→ STATED GOAL A
Repeat the passage of the blog post that opens with the words containing "When this blog" and closes with "through these channels.".

→ PROVIDED TEXT
-- -- --

Tuesday, August 4, 2015

Disaster Amnesiac Mixed Bag of Submitted Materials Review!

When this blog started eight years ago, Disaster Amnesiac figured that I'd always focus my rantings and ravings upon items that I'd found/purchased myself. The reasoning was that, if source materials were not submitted by another party for review, I could maintain an objective stance within the reviewing process. It was a method of avoiding what I saw as some pretty rampant nepotism within the music industry. Since that time, the principle method has remained mostly consistent, but within the last couple of years, certain labels have sent along promo items for my describing and enthusing. Disaster Amnesiac is grateful for the free sounds, as I know this all costs these people money and time. Here I present a first installment of items that have come my way through these channels.

-- -- --

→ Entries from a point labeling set
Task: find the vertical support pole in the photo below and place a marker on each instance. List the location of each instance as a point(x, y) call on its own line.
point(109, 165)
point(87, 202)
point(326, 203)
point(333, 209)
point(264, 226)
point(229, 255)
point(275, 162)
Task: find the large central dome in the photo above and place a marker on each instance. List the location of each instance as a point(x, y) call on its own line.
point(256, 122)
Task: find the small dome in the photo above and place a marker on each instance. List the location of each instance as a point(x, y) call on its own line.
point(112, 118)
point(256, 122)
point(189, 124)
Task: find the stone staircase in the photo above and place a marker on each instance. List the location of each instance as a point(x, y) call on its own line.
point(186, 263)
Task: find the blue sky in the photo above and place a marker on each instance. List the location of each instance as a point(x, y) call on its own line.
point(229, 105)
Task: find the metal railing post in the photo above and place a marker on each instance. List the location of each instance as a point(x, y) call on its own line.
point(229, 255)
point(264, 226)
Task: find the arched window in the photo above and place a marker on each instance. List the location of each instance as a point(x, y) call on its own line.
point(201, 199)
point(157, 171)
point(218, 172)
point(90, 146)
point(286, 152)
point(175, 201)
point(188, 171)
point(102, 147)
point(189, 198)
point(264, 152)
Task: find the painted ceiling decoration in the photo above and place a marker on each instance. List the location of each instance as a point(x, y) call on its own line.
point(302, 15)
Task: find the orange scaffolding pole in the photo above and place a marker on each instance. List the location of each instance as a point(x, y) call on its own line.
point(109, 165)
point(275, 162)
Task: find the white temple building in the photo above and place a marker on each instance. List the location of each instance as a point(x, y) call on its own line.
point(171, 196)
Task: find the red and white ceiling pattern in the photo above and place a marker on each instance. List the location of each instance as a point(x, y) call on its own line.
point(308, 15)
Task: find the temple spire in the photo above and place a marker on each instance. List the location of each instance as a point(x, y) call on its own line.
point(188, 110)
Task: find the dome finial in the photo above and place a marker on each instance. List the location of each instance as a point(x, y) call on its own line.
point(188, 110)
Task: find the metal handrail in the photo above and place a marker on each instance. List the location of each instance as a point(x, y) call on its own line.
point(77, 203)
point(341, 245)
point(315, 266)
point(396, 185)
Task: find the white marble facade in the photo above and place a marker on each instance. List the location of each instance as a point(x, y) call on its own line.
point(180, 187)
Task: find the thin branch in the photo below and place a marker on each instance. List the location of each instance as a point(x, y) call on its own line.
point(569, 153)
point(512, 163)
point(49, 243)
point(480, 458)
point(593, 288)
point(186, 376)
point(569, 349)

-- -- --

→ STATED GOAL B
What Markdown table results from taking the entries from their start through the line containing "point(308, 15)", putting a row number in a column headed Row and each line in a column headed Line, and leaving out blank lines?

→ WRITTEN ANSWER A
When this blog started eight years ago, Disaster Amnesiac figured that I'd always focus my rantings and ravings upon items that I'd found/purchased myself. The reasoning was that, if source materials were not submitted by another party for review, I could maintain an objective stance within the reviewing process. It was a method of avoiding what I saw as some pretty rampant nepotism within the music industry. Since that time, the principle method has remained mostly consistent, but within the last couple of years, certain labels have sent along promo items for my describing and enthusing. Disaster Amnesiac is grateful for the free sounds, as I know this all costs these people money and time. Here I present a first installment of items that have come my way through these channels.

→ WRITTEN ANSWER B
| Row | Line |
|---|---|
| 1 | Task: find the vertical support pole in the photo below and place a marker on each instance. List the location of each instance as a point(x, y) call on its own line. |
| 2 | point(109, 165) |
| 3 | point(87, 202) |
| 4 | point(326, 203) |
| 5 | point(333, 209) |
| 6 | point(264, 226) |
| 7 | point(229, 255) |
| 8 | point(275, 162) |
| 9 | Task: find the large central dome in the photo above and place a marker on each instance. List the location of each instance as a point(x, y) call on its own line. |
| 10 | point(256, 122) |
| 11 | Task: find the small dome in the photo above and place a marker on each instance. List the location of each instance as a point(x, y) call on its own line. |
| 12 | point(112, 118) |
| 13 | point(256, 122) |
| 14 | point(189, 124) |
| 15 | Task: find the stone staircase in the photo above and place a marker on each instance. List the location of each instance as a point(x, y) call on its own line. |
| 16 | point(186, 263) |
| 17 | Task: find the blue sky in the photo above and place a marker on each instance. List the location of each instance as a point(x, y) call on its own line. |
| 18 | point(229, 105) |
| 19 | Task: find the metal railing post in the photo above and place a marker on each instance. List the location of each instance as a point(x, y) call on its own line. |
| 20 | point(229, 255) |
| 21 | point(264, 226) |
| 22 | Task: find the arched window in the photo above and place a marker on each instance. List the location of each instance as a point(x, y) call on its own line. |
| 23 | point(201, 199) |
| 24 | point(157, 171) |
| 25 | point(218, 172) |
| 26 | point(90, 146) |
| 27 | point(286, 152) |
| 28 | point(175, 201) |
| 29 | point(188, 171) |
| 30 | point(102, 147) |
| 31 | point(189, 198) |
| 32 | point(264, 152) |
| 33 | Task: find the painted ceiling decoration in the photo above and place a marker on each instance. List the location of each instance as a point(x, y) call on its own line. |
| 34 | point(302, 15) |
| 35 | Task: find the orange scaffolding pole in the photo above and place a marker on each instance. List the location of each instance as a point(x, y) call on its own line. |
| 36 | point(109, 165) |
| 37 | point(275, 162) |
| 38 | Task: find the white temple building in the photo above and place a marker on each instance. List the location of each instance as a point(x, y) call on its own line. |
| 39 | point(171, 196) |
| 40 | Task: find the red and white ceiling pattern in the photo above and place a marker on each instance. List the location of each instance as a point(x, y) call on its own line. |
| 41 | point(308, 15) |